▶ Stated task 1: Convert the records, everything from the line containing "Could you point to the police officer in blue" down to the line containing "point(177, 332)", into a two-column CSV with the columns request and points. Give one row per request, with the request text and its answer each in a single quoted field and any line breaks replaced by spaces.

▶ Selection:
——————————

This is not to say that her negotiating tactics are entirely without emotion. In a visceral mini-monologue, she recalls attempting to understand what Sir John goes through in his voyages through cold climates by standing outside in the snow for as long as she could bear. After taking off her shoes, she says, she made it two minutes. Could even a seasoned sailor like her husband withstand far worse conditions for “more than a million minutes,” as he has already? “No one can convince me optimism or confidence are warm enough,” she adds bitterly.
Nor does the fact that all these men have themselves survived such perils speak to Sir John’s chance of success, which Lady Jane again unpacks in elegantly cutting fashion. “Most of you gentlemen have written your memoirs — I’ve read them,” she says. “The past tense is a very sturdy thing. It’s earned, but it does take for granted that one has survived. The present is a different case entirely.” Couple this neat explanation of survival bias with Jane and Sophia’s earlier demonstration that they know all about the geography of the region where Sir John is stranded, thank you very much, and the perversity of their dilemma — trying to convince these unfeeling men of dangers they themselves understand even better, despite their lack of first-hand experience — becomes clear.
In the end, Lady Jane and Sophia walk away with nothing, unless you count the promise to search for the missing ships in three years. The building is visibly cold as they proceed to the exit, discussing the launch of their own privately funded rescue expedition instead. The smart staging, incisive writing, and deft acting transform a normally thankless role in a strictly utilitarian plot beat — worried wife begs for help — into something active, engaging, revealing. It makes Lady Jane a person, not a type. Frankly, it puts almost every other worried-wife scene I can think of to shame.

——————————

▶ Stated task 2: Copy out the passage about Lady Jane word for word, everything from "Nor does the" down to "experience — becomes clear.".

——————————

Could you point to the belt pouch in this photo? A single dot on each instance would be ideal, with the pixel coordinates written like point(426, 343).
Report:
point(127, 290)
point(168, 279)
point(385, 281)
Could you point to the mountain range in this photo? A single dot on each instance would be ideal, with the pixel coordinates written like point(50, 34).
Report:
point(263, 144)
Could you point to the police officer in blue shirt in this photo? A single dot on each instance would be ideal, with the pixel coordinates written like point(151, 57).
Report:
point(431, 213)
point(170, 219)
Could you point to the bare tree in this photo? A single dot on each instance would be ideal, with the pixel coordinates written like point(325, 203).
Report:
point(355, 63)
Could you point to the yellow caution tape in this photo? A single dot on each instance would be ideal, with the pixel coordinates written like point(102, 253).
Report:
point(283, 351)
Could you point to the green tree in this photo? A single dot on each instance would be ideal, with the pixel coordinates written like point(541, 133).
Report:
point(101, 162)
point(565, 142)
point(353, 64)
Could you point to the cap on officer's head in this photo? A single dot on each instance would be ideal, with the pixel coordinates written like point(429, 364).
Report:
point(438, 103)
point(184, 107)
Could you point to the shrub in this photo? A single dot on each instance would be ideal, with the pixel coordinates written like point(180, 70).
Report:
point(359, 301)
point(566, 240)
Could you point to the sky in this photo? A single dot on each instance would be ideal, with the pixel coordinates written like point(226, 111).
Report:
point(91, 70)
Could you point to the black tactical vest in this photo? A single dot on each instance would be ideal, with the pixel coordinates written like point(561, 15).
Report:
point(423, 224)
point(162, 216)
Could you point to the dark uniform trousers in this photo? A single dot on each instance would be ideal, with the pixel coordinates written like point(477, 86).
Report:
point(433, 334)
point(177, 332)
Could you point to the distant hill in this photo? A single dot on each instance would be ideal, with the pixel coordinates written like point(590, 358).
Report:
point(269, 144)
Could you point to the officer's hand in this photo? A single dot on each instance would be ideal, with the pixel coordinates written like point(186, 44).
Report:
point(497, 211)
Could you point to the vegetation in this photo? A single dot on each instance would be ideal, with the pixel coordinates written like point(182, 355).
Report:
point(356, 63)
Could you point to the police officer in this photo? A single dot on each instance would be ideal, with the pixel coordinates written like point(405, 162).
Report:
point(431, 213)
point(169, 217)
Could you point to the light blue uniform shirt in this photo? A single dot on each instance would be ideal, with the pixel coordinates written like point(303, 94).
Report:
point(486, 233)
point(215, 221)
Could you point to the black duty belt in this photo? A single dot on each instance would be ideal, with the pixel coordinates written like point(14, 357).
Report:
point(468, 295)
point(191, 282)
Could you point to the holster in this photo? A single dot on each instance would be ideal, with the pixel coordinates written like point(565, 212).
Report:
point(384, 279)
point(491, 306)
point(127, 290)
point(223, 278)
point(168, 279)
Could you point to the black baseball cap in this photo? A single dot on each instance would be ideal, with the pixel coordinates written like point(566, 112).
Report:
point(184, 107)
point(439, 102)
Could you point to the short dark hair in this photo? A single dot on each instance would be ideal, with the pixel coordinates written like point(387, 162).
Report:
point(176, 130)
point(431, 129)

——————————

▶ Response 1:
request,points
"Could you point to the police officer in blue shirt in this photo? A single dot on each instance would be ideal, with the pixel coordinates written like point(151, 57). Report:","point(431, 213) point(170, 219)"
"Could you point to the bare tree in this photo? A single dot on each instance would be ideal, with the pixel coordinates written like point(325, 203). Report:","point(355, 63)"
"Could you point to the yellow caution tape in this photo? A single dot on each instance would be ideal, with the pixel coordinates written like point(102, 253). Report:","point(283, 351)"
"Could you point to the green tree in this photo? A single dot on each instance would be ideal, with the pixel coordinates written like point(541, 133). Report:","point(101, 162) point(565, 142) point(353, 64)"
"Could you point to the cap on officer's head in this photo? A single dot on each instance would be ideal, with the pixel coordinates written like point(429, 364). Report:","point(438, 103) point(184, 107)"
"Could you point to the shrub in this photo? A single dot on each instance would be ideal, with the pixel coordinates written like point(180, 70). Report:","point(359, 301) point(566, 240)"
"Could you point to the sky in this photo? A single dot on each instance would be ideal, with the pixel coordinates written like point(226, 111). Report:","point(91, 70)"
"Could you point to the black tactical vest in this photo? A single dot on each instance would be ideal, with the pixel coordinates written like point(561, 15). Report:","point(423, 224) point(162, 216)"
"Could you point to the dark uniform trousers in this photo? A single dot on each instance would be ideal, with the pixel coordinates written like point(477, 86). Report:","point(433, 334) point(177, 332)"

▶ Response 2:
Nor does the fact that all these men have themselves survived such perils speak to Sir John’s chance of success, which Lady Jane again unpacks in elegantly cutting fashion. “Most of you gentlemen have written your memoirs — I’ve read them,” she says. “The past tense is a very sturdy thing. It’s earned, but it does take for granted that one has survived. The present is a different case entirely.” Couple this neat explanation of survival bias with Jane and Sophia’s earlier demonstration that they know all about the geography of the region where Sir John is stranded, thank you very much, and the perversity of their dilemma — trying to convince these unfeeling men of dangers they themselves understand even better, despite their lack of first-hand experience — becomes clear.